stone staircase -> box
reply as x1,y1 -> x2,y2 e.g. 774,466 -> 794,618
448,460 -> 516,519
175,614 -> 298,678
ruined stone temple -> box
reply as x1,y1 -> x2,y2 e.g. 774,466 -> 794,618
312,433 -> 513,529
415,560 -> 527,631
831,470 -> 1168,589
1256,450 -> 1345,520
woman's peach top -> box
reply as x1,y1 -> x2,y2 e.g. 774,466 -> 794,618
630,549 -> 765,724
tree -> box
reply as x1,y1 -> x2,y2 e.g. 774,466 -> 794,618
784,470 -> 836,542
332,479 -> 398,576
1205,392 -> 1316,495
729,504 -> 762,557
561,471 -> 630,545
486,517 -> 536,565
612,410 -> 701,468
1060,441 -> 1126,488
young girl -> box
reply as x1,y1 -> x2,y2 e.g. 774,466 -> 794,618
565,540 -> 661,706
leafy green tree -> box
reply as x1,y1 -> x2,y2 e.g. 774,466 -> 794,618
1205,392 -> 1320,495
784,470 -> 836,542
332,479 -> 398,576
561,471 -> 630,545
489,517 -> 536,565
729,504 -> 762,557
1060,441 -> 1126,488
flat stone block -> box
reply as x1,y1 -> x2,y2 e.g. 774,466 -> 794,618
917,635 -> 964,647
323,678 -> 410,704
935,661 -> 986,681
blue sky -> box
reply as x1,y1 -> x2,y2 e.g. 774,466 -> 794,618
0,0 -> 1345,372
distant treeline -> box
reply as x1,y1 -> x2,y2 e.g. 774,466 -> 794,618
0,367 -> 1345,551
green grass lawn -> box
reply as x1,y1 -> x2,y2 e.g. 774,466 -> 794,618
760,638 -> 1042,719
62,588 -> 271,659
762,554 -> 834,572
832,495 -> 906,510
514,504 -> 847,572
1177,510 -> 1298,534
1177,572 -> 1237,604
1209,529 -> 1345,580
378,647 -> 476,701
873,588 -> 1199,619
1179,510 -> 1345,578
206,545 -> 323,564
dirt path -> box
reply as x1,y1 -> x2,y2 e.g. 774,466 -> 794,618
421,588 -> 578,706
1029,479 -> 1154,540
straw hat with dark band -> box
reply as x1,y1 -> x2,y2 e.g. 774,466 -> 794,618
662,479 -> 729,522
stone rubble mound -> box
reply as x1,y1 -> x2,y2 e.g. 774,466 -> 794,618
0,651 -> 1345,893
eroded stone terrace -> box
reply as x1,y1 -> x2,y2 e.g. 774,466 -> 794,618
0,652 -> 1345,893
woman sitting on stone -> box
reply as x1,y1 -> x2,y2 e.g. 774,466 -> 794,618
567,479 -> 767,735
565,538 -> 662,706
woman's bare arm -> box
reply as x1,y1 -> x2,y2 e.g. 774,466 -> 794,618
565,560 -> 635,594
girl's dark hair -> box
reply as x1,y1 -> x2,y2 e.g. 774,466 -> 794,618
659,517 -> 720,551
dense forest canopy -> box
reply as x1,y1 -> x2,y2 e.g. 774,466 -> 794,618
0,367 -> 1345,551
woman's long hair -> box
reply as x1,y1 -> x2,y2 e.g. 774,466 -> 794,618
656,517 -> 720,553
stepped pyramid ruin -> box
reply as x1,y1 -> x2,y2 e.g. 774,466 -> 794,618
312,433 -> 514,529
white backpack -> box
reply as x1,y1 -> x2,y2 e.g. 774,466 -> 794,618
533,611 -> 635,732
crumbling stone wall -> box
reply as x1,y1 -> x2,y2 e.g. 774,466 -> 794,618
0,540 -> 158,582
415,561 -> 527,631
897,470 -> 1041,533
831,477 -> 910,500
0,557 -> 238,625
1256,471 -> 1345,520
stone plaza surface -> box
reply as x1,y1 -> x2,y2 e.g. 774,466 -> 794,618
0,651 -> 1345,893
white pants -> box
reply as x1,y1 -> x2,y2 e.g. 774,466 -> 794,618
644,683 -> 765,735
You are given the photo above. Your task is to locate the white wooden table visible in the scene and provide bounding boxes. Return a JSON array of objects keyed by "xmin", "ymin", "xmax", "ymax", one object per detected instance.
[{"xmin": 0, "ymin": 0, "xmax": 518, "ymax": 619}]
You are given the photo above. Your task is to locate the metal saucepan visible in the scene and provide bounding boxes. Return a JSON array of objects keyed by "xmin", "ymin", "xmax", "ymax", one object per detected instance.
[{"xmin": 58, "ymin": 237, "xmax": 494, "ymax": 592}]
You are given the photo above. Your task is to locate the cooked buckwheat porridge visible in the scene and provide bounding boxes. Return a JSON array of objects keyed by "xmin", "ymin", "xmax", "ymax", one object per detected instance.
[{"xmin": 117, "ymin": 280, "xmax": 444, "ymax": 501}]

++++++++

◆ **What the task requires**:
Reproduce all the items above with "metal saucepan" renamed to "steel saucepan", keeping every other line unchanged.

◆ **Correct output**:
stone staircase -> box
reply as x1,y1 -> x2,y2 e.g. 774,466 -> 794,618
448,460 -> 516,519
175,614 -> 298,678
ruined stone temple -> box
reply as x1,y1 -> x2,y2 e.g. 774,466 -> 794,618
312,433 -> 513,529
415,560 -> 527,631
831,470 -> 1168,589
1256,450 -> 1345,520
woman's peach top -> box
reply as x1,y1 -> x2,y2 e.g. 774,466 -> 794,618
630,549 -> 765,724
tree -> box
reply as x1,y1 -> x2,y2 e.g. 774,466 -> 794,618
784,470 -> 836,542
332,479 -> 398,576
1205,392 -> 1316,495
729,504 -> 762,557
561,471 -> 630,545
486,517 -> 536,565
612,410 -> 701,468
1060,441 -> 1126,488
young girl -> box
reply as x1,y1 -> x2,y2 e.g. 774,466 -> 794,618
565,540 -> 661,706
leafy green tree -> box
reply as x1,y1 -> x2,y2 e.g. 774,466 -> 794,618
1205,392 -> 1320,495
784,470 -> 836,542
332,479 -> 398,576
561,471 -> 630,545
489,517 -> 536,565
729,504 -> 762,557
1060,441 -> 1126,488
flat stone block -> box
reply as x1,y1 -> x2,y2 e.g. 774,466 -> 794,618
917,635 -> 964,647
323,678 -> 410,704
935,661 -> 986,681
blue sky -> box
reply as x1,y1 -> x2,y2 e.g. 774,466 -> 794,618
0,0 -> 1345,372
distant treeline -> box
reply as x1,y1 -> x2,y2 e.g. 774,466 -> 794,618
0,367 -> 1345,551
green grass lawn -> box
reply as x1,y1 -> x2,y2 e.g. 774,466 -> 794,618
760,638 -> 1042,719
62,588 -> 271,659
762,554 -> 834,572
832,495 -> 906,510
514,504 -> 847,572
1177,510 -> 1298,534
1177,572 -> 1237,604
1209,529 -> 1345,580
378,647 -> 476,701
873,588 -> 1199,619
1179,510 -> 1345,578
206,545 -> 323,564
dirt path -> box
reply as x1,y1 -> x2,y2 e.g. 774,466 -> 794,618
421,588 -> 578,706
1029,479 -> 1154,540
straw hat with dark band -> box
reply as x1,y1 -> x2,y2 e.g. 774,466 -> 794,618
662,479 -> 729,522
stone rubble mound -> box
reply as x1,y1 -> x2,y2 e.g. 774,466 -> 794,618
0,651 -> 1345,893
eroded stone terrace -> box
reply as x1,y1 -> x2,y2 e.g. 774,466 -> 794,618
0,652 -> 1345,893
woman sitting on stone -> box
reply as x1,y1 -> x2,y2 e.g. 774,466 -> 794,618
567,479 -> 767,735
565,538 -> 662,706
woman's bare arm -> box
reply as x1,y1 -> x2,y2 e.g. 774,466 -> 794,618
565,560 -> 635,594
girl's dark hair -> box
reply as x1,y1 -> x2,y2 e.g. 774,466 -> 794,618
659,517 -> 720,551
dense forest canopy -> box
reply as x1,y1 -> x2,y2 e.g. 774,466 -> 794,618
0,367 -> 1345,551
woman's long hair -> box
reply as x1,y1 -> x2,y2 e.g. 774,466 -> 794,618
656,517 -> 720,553
stepped pyramid ruin -> box
reply as x1,y1 -> x2,y2 e.g. 774,466 -> 794,618
312,433 -> 514,529
white backpack -> box
reply as x1,y1 -> x2,y2 e.g. 774,466 -> 794,618
533,611 -> 635,732
crumbling stone wall -> box
reply as x1,y1 -> x2,y2 e.g. 774,466 -> 794,618
0,540 -> 158,582
415,561 -> 527,631
897,470 -> 1041,533
831,477 -> 910,500
0,557 -> 238,625
1256,471 -> 1345,520
stone plaza surface -> box
reply as x1,y1 -> x2,y2 e.g. 774,466 -> 794,618
0,651 -> 1345,893
white pants -> box
reply as x1,y1 -> x2,y2 e.g. 774,466 -> 794,618
644,683 -> 765,735
You are given the photo above. Your task is to locate the white wooden table visible in the scene and provide bounding boxes. Return a JSON array of objects keyed by "xmin", "ymin", "xmax", "ymax", one object per detected instance.
[{"xmin": 0, "ymin": 0, "xmax": 518, "ymax": 619}]
You are given the photo above. Your task is to locate the steel saucepan visible in the scene and provide bounding boxes. Return a JSON array of objects keyed by "xmin", "ymin", "xmax", "ymax", one object per detected instance.
[{"xmin": 58, "ymin": 237, "xmax": 494, "ymax": 592}]
You are given the photo above. Your task is to locate the cooked buckwheat porridge visible in the scene and provide bounding boxes. Return a JSON array of objects keyed by "xmin", "ymin", "xmax", "ymax", one object per detected instance.
[{"xmin": 117, "ymin": 280, "xmax": 444, "ymax": 501}]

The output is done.